Goal of the exercise
Copy every one of the records below word for word, leaving nothing out.

Dataset content
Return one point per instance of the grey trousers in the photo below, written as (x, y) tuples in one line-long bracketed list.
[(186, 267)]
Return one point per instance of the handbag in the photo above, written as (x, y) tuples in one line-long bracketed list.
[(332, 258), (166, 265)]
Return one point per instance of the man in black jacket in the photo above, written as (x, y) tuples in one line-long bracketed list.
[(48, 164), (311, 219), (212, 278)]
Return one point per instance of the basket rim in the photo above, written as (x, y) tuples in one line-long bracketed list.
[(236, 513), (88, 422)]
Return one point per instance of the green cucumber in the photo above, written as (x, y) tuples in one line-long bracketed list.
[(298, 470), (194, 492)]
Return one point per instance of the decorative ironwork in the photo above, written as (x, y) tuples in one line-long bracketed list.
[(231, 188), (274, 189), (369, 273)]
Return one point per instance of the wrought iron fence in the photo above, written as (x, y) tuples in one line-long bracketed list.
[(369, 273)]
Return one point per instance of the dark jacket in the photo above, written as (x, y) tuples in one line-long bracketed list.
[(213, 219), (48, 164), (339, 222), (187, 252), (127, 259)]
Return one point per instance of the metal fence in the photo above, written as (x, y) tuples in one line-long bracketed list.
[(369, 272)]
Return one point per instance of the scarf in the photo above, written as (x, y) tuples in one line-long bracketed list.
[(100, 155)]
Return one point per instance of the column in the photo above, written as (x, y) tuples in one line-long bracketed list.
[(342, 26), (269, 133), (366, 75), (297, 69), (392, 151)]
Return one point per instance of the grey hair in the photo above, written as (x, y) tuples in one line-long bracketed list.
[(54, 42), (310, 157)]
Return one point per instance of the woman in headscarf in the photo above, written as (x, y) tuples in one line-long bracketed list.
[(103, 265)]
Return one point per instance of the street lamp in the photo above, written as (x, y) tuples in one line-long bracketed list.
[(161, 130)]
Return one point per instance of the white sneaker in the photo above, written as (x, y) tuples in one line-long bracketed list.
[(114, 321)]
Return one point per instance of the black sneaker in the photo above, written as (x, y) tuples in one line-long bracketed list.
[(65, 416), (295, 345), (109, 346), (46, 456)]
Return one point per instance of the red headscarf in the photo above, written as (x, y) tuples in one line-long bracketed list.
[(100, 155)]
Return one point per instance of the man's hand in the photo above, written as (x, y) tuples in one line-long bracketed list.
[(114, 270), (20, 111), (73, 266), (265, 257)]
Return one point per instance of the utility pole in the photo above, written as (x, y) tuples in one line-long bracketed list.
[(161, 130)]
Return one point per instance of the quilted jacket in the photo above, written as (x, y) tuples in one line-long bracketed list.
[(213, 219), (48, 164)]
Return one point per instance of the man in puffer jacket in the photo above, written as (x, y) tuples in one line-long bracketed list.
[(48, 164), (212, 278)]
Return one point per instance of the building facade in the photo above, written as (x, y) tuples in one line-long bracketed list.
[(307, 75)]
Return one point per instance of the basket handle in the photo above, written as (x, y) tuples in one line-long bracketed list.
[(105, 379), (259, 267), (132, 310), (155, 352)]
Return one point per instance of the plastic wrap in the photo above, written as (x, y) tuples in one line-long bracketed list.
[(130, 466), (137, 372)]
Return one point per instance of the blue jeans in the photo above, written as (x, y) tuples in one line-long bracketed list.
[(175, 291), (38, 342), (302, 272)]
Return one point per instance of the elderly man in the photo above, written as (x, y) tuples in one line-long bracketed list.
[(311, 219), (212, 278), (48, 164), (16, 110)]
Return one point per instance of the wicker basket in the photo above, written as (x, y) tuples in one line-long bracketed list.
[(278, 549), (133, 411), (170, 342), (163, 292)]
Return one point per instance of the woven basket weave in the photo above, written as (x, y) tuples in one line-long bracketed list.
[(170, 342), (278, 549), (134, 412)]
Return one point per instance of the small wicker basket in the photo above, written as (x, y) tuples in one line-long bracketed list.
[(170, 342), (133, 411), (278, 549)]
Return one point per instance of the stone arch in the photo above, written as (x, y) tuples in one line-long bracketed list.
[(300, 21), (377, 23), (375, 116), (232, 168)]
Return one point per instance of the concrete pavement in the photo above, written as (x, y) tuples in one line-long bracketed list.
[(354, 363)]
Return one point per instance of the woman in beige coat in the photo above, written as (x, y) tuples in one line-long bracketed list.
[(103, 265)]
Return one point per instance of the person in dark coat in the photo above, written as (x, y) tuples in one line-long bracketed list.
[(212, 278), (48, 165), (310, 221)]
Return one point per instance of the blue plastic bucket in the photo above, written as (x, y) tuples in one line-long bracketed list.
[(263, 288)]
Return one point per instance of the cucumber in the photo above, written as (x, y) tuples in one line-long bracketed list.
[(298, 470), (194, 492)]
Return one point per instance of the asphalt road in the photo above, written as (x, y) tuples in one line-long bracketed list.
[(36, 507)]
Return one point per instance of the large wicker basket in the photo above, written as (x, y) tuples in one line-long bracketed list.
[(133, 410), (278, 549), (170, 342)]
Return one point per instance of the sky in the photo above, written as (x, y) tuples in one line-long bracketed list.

The answer
Return one point per instance of the grey trousers in the photo below, written as (x, y) tuples in one line-long bracketed list.
[(186, 267)]
Return one point per instance of the handbag in the photo above, written as (x, y) tuples in one line-long bracketed list.
[(332, 258), (166, 265)]
Return one point per instance of the man in black jacket in the photo above, written as (x, y) tuples in one line-long bracketed list.
[(48, 164), (311, 219), (212, 278)]
Return one point per instance of the basket rim in the photo above, written as (x, y) tuples in one line-long bracketed list.
[(236, 513), (88, 422)]
Return one point per instance of the green cucumber in the photo above, written as (x, y) tuples in one line-long bracketed list.
[(298, 470), (194, 492)]
Return one point per instance of the decorative ironwork in the photo above, written as (x, y) tuples in one line-long bracketed list.
[(231, 188), (274, 189), (369, 273)]
Return one point per instance of the wrought iron fence in the photo above, written as (x, y) tuples in one line-long bracketed list.
[(369, 273)]
Return one point per instance of the dark jacket in the photo above, written as (x, y) tuples in one line-long bracketed list.
[(213, 219), (48, 164), (339, 222), (187, 252), (127, 259)]
Return one point per instance of the metal fence in the photo above, written as (x, y) tuples in one line-long bracketed list.
[(369, 272)]
Return one point per instance of the scarf in the photo above, written as (x, y) tuples in one line-long bracketed list.
[(100, 155)]
Return one point per instance of the column in the photo above, written as (x, y) tuples in one line-long bracketed list.
[(342, 26), (269, 133), (366, 75), (297, 69), (392, 151)]
Return one point per instance of the grey hair in the photo above, written as (x, y) tuples in one line-long bracketed list.
[(54, 42), (310, 157)]
Return one point per instance of the woman in headscarf in the photo above, written as (x, y) tuples in one line-long bracketed list.
[(103, 265)]
Return one point per instance of the street lamp in the photo above, written as (x, y) tuples in one line-long bracketed list.
[(161, 130)]
Return one point per instance of the white sneaker in the photo above, written as (x, y) tuples in one line-long bracketed list.
[(114, 321)]
Return one point per instance of the black sneaker in the photo above, written as (x, y) tuples in one line-long bracketed list.
[(65, 416), (295, 345), (109, 346), (46, 456)]
Return one point per instance of the red headscarf in the photo above, written as (x, y) tuples in one line-long bracketed list.
[(100, 155)]
Return one point per instance of the man's hand in the photo above, written as (x, y) tuples in one line-long bracketed list.
[(114, 270), (20, 111), (73, 266), (265, 257)]
Return one point per instance of the utility pole in the photo above, written as (x, y) tuples in one line-long bracketed list.
[(161, 130)]
Return one point per instance of the quilted jacket in the photo above, written as (x, y) tuples in one line-long bracketed list.
[(213, 219), (48, 164)]
Return one point per instance of the man in puffer jacket in the photo above, written as (x, y) tuples in one line-long bracketed list.
[(48, 164), (212, 278)]
Return one point per instance of the building facade in the photo above, written as (x, y) tuples in one line-long bracketed list.
[(307, 75)]
Return one point per instance of the basket handle in the photo above, written as (x, y) tuples in one line-long bracketed list.
[(105, 379), (259, 267), (132, 310), (155, 352)]
Return one point per instance of the plastic wrap in the photo above, written as (x, y) tuples in one line-long bracketed list.
[(130, 466), (137, 372)]
Return one point per instance of the blue jeans in the photo above, written as (x, y) tuples in one line-long bracketed list.
[(175, 291), (38, 342), (302, 272)]
Return one point per instance of the elderly man in the photo above, written as (x, y) tuples in one line-long bracketed list.
[(311, 219), (212, 278), (48, 164), (16, 110)]
Return one point per instance of the wicker basket in the photo above, written as (x, y) tuples in one line-long bracketed list.
[(278, 549), (133, 411), (170, 342), (163, 292)]
Return one point per instance of the woven basket weave in the photo above, written as (x, y) tuples in one line-long bracketed list.
[(170, 342), (278, 549), (134, 412)]
Return one point per instance of the small wicker basket in the photo above, written as (x, y) tuples in one line-long bracketed list.
[(170, 342), (133, 411), (278, 549)]
Return one point per instance of the stone arch in the photo above, written as (x, y) tuples in one line-long bracketed list.
[(300, 21), (377, 23), (375, 116), (232, 168)]
Return one point per instance of the concrete pavement in the photo above, written as (x, y) tuples in one line-long bracketed list.
[(354, 363)]
Return one point per instance of the woman in beige coat in the photo above, written as (x, y) tuples in one line-long bracketed list.
[(103, 265)]
Return one point per instance of the person in dark coat in the photo above, written as (x, y) tuples in one line-long bracketed list.
[(212, 278), (48, 165), (310, 221)]
Return one point per instance of the blue plastic bucket in the photo above, written as (x, y) tuples in one line-long bracketed list.
[(263, 288)]
Return one point per instance of the cucumber in the photo above, written as (x, y) tuples in one line-long bracketed list.
[(298, 470), (194, 492)]
Return one point per instance of the asphalt road in the photo above, written as (x, y) tuples in one line-long bracketed list.
[(36, 507)]
Return one point per instance of the large wicker basket in the photo above, written as (x, y) tuples in one line-long bracketed list.
[(133, 410), (278, 549), (170, 342)]
Return one point per instance of the sky in the photo above, written as (x, y) tuples in one line-long bracketed list.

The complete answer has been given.